== SHORT PROBLEM 1 ==
Decide whether each statement agrees with the current account text below: (a) most people are handling their current account from month to month; (b) a good bank should make you visit a branch to move leftover money into savings; (c) banks today are lenient about unauthorized overdrafts. For each, answer yes or no and quote the words of the text that settle it.
== SHORT PROBLEM 2 ==
Please write the next part of the current account text below, picking up after its final sentence.

September 23rd, 2008 by admin | 0 Comments | Filed in Money Management, UK Bank Accounts

In these difficult financial times, there are very few people that can afford to keep money on deposit, and most are managing their current account on a month to month basis.

This is the very reason that it is important to find the right bank to manage your current account to enable you to get the most from it, and not to fall into any expensive traps that can cost you money as well as causing you discomfort and possible embarrassment.
The criteria that you should set when looking for the best bank to house your current account are simple. Your bank should allow you the flexibility to manage your account as you see fit, with play at both ends of the scale. If you would like the ability to transfer what remains in your account at the end of the month into your savings account, you should be able to do this online with no fuss. It will also be nice to know that if unforeseen expenses arise during a given month and you fall into a situation where your income will not cover your costs for that month, that your bank will provide you the opportunity to go into a temporary overdraft situation up to an agreed amount. On an overall basis, if you manage your finances properly, there should be no reason to ever go into overdraft. The unexpected can happen, and the ideal test of how your bank relates to you as a client, is if and when it does. If you find yourself in need of a constant top up to your income through overdraft, it is a sure sign that something is wrong in the way that you manage your income, and you should go back to the drawing board to put things right. In today’s climate, banks are coming down hard on unauthorized overdrafts, and they can be very expensive.

== ENTRIES ==

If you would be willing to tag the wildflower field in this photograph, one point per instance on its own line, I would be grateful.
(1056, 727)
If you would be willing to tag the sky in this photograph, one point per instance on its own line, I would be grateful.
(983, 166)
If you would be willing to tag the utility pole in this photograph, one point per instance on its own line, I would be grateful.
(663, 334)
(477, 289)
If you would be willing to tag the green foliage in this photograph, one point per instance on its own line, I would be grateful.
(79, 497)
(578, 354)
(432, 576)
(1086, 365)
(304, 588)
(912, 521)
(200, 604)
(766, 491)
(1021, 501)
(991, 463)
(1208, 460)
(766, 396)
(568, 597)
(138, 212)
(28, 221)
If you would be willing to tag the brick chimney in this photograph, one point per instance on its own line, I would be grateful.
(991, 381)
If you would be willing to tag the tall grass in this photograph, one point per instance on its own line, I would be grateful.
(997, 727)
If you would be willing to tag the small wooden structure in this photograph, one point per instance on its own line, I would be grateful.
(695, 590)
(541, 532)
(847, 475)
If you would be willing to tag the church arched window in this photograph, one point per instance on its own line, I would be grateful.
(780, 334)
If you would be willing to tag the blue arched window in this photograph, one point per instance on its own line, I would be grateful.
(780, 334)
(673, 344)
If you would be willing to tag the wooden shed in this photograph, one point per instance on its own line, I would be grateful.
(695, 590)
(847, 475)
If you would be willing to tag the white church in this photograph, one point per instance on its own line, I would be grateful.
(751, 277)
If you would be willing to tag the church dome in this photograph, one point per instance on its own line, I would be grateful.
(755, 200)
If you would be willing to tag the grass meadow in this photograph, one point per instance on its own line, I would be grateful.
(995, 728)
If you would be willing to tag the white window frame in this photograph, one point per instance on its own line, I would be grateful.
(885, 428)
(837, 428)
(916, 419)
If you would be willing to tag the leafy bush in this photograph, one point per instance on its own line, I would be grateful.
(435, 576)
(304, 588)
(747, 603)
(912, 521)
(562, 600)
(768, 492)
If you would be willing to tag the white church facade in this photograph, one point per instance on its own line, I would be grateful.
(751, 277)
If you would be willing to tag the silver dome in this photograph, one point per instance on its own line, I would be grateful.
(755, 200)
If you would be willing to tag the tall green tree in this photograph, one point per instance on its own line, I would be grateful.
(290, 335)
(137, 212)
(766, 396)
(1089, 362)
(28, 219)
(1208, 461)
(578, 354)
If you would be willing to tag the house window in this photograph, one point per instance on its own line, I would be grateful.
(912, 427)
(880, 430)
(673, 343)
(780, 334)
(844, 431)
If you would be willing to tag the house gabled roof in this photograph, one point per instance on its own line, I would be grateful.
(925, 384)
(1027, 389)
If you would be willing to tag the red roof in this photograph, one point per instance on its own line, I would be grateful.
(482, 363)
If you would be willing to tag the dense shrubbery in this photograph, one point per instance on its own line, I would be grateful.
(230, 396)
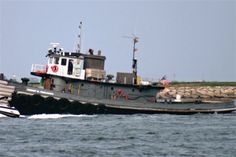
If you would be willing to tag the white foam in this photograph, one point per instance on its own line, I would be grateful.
(1, 115)
(56, 116)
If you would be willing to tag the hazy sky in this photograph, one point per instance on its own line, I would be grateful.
(183, 39)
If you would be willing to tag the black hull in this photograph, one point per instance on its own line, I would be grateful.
(36, 104)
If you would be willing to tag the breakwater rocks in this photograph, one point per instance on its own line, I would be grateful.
(192, 92)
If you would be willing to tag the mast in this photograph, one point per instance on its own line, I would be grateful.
(135, 61)
(79, 44)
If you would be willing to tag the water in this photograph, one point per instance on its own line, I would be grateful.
(118, 135)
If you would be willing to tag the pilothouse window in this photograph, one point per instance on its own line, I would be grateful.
(63, 61)
(56, 60)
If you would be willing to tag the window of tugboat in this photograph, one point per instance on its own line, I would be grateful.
(63, 61)
(50, 60)
(56, 60)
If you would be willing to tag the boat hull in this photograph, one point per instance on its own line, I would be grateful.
(39, 104)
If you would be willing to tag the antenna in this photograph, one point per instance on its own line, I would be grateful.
(134, 60)
(79, 44)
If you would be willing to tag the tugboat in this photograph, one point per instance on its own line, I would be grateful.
(76, 83)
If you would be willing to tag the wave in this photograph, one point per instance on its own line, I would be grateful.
(1, 115)
(56, 116)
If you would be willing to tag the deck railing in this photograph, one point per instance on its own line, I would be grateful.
(39, 68)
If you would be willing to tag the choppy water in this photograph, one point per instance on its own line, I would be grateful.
(118, 135)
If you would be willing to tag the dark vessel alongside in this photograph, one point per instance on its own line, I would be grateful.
(76, 83)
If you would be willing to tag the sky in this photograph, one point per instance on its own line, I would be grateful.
(186, 40)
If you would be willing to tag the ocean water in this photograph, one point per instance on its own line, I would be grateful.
(118, 135)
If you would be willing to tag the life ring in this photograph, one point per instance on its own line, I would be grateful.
(54, 68)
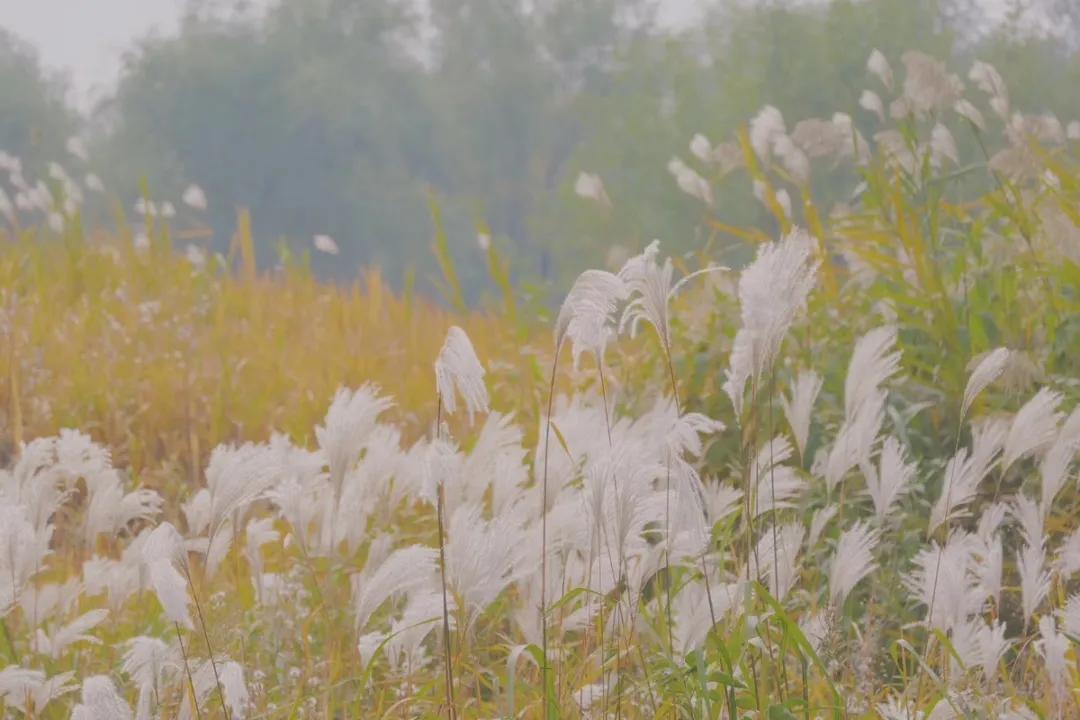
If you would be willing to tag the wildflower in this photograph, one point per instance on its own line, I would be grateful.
(892, 479)
(853, 560)
(194, 198)
(989, 368)
(325, 244)
(987, 79)
(162, 552)
(458, 371)
(798, 407)
(100, 701)
(588, 313)
(771, 290)
(1033, 429)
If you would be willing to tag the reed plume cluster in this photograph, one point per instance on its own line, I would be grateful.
(836, 479)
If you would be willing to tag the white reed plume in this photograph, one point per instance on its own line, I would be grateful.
(852, 561)
(148, 662)
(23, 551)
(689, 181)
(352, 417)
(874, 361)
(892, 479)
(30, 691)
(928, 85)
(774, 558)
(943, 582)
(194, 198)
(1035, 578)
(100, 701)
(404, 571)
(869, 100)
(1054, 469)
(943, 146)
(161, 553)
(586, 317)
(989, 368)
(591, 187)
(56, 642)
(1034, 428)
(772, 289)
(325, 244)
(458, 371)
(966, 471)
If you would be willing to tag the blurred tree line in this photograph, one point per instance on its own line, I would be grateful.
(348, 118)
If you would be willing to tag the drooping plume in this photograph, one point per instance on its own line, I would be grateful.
(458, 371)
(771, 290)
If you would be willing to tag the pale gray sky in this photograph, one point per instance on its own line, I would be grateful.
(85, 39)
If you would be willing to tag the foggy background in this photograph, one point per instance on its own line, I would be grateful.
(353, 119)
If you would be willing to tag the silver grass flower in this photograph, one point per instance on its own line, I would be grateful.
(1053, 647)
(458, 371)
(352, 417)
(1054, 469)
(852, 561)
(23, 551)
(1034, 428)
(942, 581)
(694, 611)
(928, 85)
(407, 569)
(30, 691)
(161, 553)
(148, 662)
(100, 701)
(586, 317)
(772, 289)
(970, 112)
(56, 642)
(873, 362)
(483, 557)
(650, 290)
(966, 471)
(689, 181)
(1035, 578)
(987, 79)
(892, 479)
(793, 159)
(989, 368)
(854, 443)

== FINAL ANSWER 1 ==
(a) Yes: "most are managing their current account on a month to month basis."
(b) No: "you should be able to do this online with no fuss."
(c) No: "banks are coming down hard on unauthorized overdrafts, and they can be very expensive."

== FINAL ANSWER 2 ==
If you manage your current as it should and you know that both of these options are in place and can be taken up then you can save a lot of your time as well as that of your banks. An ideally managed current account is one where visits to the bank are kept to the minimum.
Nowadays it is possible to manage a bank account almost entirely online. If you have a fixed income you can pay your major expenditures by standing order. These will include your mortgage or rental charges, any bank loans, insurances etc. Major utility bills can also be paid online. For an average family this means that all that remains of their monthly outgoings is food, clothing, petrol and car maintenance, entertainment and other incidentals that can arise during the month. These can be paid for by credit card, making life simple and easy for you and your bank manager. Once again, if a person is keeps track of the their overall financial situation, then they should also be well aware of how much credit they will need on their credit card on a monthly basis, and they should do their utmost not to go over this figure Staying within your credit card limit, more than any other factor, is the key to a healthy and well managed current account and will allow you get the most out of it.